Content starts
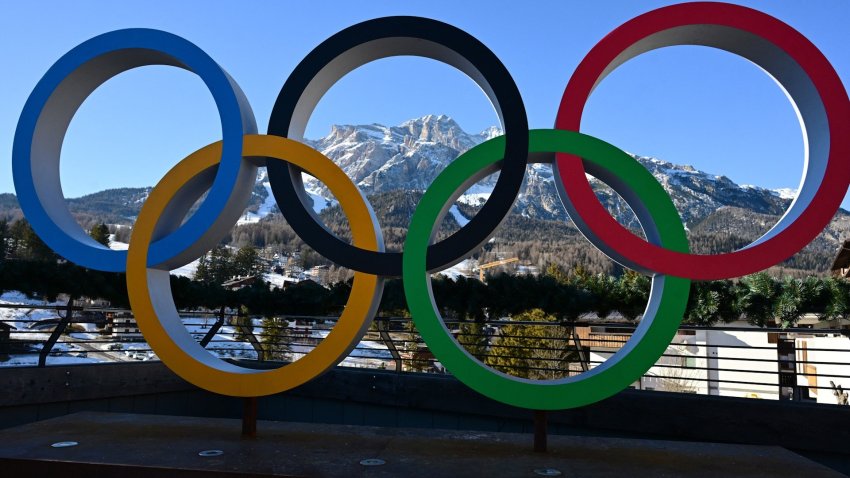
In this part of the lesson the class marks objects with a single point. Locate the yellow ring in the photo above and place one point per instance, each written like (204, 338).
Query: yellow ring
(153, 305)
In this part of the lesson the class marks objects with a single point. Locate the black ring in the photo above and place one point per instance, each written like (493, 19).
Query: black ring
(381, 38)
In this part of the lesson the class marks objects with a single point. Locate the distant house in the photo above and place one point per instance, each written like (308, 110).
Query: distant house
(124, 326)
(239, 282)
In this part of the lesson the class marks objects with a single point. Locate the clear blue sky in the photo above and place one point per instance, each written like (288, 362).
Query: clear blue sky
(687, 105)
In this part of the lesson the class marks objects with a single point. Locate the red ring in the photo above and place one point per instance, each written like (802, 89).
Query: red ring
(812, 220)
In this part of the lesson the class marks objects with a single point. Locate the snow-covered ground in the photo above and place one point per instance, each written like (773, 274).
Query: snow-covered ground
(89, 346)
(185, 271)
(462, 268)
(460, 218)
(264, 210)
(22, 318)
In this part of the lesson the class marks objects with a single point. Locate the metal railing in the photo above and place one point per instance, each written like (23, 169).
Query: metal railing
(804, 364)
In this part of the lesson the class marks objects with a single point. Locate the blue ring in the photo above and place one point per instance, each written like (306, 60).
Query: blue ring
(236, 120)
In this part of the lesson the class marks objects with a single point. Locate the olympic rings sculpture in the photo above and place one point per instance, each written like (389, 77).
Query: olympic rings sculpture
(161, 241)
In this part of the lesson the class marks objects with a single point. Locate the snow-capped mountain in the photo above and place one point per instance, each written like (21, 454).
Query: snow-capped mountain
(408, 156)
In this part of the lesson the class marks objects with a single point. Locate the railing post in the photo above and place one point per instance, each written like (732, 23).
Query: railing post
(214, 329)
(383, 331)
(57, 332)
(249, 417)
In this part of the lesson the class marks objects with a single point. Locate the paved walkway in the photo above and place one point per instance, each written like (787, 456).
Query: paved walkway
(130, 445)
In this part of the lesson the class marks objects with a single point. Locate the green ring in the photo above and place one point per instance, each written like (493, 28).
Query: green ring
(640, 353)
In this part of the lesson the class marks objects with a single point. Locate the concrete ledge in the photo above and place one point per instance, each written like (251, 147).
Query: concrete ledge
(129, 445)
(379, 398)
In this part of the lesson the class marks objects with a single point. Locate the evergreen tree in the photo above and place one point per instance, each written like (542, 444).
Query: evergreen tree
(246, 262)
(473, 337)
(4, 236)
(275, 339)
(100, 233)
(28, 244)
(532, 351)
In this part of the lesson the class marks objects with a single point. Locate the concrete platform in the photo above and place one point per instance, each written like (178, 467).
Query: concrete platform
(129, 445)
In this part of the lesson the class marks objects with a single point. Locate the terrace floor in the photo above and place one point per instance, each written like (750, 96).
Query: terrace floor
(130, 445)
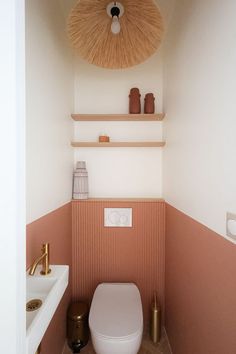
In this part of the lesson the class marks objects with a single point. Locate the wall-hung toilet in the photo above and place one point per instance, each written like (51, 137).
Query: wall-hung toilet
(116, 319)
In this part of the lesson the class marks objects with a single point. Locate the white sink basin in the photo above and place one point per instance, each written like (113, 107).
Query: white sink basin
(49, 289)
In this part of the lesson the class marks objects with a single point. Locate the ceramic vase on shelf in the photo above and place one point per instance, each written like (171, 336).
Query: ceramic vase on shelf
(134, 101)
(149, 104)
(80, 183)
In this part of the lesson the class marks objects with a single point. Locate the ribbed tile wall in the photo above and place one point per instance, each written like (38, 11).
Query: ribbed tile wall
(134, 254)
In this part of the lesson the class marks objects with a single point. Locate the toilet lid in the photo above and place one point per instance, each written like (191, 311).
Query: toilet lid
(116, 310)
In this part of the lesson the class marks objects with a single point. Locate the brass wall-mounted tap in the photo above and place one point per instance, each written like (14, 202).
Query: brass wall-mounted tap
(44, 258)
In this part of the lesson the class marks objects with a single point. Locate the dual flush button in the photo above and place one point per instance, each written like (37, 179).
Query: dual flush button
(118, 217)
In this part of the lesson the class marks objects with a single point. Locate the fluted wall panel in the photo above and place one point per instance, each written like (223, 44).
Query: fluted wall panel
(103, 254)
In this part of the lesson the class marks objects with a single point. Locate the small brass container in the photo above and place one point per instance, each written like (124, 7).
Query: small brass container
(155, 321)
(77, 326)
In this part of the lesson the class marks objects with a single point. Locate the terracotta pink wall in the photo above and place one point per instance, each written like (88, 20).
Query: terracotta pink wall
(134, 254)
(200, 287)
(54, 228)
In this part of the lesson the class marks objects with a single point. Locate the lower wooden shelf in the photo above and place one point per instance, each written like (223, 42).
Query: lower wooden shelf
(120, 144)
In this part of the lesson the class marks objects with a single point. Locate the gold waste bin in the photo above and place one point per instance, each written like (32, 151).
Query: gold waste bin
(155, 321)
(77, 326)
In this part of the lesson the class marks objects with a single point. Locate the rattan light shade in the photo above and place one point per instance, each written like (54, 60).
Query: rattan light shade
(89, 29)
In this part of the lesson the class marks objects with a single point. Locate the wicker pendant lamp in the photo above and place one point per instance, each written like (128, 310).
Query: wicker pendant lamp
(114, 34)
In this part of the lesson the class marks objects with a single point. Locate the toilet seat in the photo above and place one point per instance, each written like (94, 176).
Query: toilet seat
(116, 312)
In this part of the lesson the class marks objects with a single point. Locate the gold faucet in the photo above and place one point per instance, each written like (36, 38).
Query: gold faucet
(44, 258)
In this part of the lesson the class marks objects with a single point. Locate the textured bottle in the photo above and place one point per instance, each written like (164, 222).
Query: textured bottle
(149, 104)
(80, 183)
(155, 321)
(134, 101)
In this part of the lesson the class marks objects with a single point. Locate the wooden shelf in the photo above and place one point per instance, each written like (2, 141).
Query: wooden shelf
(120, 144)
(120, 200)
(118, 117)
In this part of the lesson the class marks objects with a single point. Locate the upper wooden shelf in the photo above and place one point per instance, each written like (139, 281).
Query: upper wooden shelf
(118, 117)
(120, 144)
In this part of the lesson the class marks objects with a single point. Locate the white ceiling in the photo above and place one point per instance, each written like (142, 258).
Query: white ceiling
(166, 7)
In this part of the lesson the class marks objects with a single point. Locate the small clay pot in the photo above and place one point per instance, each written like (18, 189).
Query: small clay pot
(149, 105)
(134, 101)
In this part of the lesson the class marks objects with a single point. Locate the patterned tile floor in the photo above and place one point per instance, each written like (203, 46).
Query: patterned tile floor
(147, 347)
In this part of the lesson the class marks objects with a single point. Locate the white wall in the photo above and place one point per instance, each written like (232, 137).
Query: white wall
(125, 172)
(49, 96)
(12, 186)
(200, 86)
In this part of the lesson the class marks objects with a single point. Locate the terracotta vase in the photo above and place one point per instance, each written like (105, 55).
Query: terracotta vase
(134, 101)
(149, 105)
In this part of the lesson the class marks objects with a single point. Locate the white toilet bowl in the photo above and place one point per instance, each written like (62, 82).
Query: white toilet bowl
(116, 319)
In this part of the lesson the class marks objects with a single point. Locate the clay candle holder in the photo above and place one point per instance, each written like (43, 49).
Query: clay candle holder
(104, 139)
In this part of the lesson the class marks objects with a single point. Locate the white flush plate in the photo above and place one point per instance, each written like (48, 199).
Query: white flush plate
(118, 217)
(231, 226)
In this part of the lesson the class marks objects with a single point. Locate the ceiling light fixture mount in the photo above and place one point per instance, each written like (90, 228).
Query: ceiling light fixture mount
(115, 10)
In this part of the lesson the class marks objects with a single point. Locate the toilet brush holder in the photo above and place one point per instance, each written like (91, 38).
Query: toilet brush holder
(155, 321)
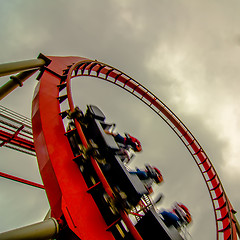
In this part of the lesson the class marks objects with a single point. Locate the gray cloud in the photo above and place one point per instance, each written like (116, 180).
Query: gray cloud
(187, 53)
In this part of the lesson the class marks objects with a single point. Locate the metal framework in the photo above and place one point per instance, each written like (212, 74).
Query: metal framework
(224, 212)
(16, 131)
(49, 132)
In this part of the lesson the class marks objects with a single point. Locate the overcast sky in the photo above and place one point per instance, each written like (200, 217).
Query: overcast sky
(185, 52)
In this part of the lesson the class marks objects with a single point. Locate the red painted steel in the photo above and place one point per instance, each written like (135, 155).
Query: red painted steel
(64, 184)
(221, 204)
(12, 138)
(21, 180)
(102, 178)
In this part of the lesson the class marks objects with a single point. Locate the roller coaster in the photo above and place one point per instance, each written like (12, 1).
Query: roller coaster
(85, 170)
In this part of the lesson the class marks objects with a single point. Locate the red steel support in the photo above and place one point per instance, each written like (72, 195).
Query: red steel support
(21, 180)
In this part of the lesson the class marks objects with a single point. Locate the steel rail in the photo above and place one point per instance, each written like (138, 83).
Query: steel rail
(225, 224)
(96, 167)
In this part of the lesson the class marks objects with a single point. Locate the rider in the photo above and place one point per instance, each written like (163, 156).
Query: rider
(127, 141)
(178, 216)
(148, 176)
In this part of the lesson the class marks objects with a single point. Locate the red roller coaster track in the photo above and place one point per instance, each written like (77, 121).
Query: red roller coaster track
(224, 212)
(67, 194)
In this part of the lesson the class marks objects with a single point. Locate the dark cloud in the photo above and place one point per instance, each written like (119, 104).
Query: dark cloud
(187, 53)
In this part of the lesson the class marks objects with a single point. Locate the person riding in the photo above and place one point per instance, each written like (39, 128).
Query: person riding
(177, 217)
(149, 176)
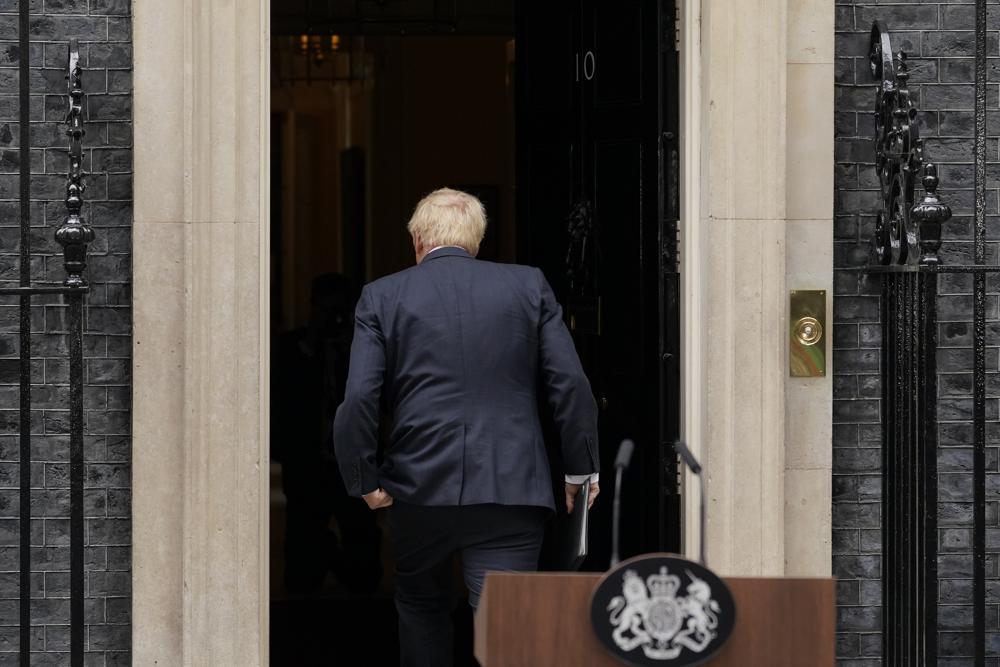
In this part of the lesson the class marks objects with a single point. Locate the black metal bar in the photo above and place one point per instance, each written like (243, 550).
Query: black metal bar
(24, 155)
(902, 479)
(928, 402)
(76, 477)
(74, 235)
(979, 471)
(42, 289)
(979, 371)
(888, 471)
Content ends
#### [EXERCISE GOAL]
Which lines run from the one holding "Query: ceramic vase on shelf" through the one holding "like (37, 179)." in the records above? Repeat them exactly, both included, and nothing more.

#### [RESPONSE TO THE EXERCISE]
Query: ceramic vase on shelf
(134, 101)
(149, 104)
(80, 183)
In this part of the lesson the class marks objects with a single point. Locate the ribbed tile wall in the photo above and place one point per instance, each written like (38, 11).
Query: ribbed tile wall
(134, 254)
In this part of the lesson the class marks objects with a single point. Locate the toilet lid in the photo above and place one point per instance, each written like (191, 311).
Query: toilet lid
(116, 310)
In this part of the lesson the class marks objects with a single point. Locate the brass wall-mounted tap in the photo above and place one point per instance, each written like (14, 202).
Query: brass wall-mounted tap
(44, 258)
In this part of the lesson the class marks objects with a single point. Locate the dual flush button in the photo above and place one point per instance, each written like (37, 179).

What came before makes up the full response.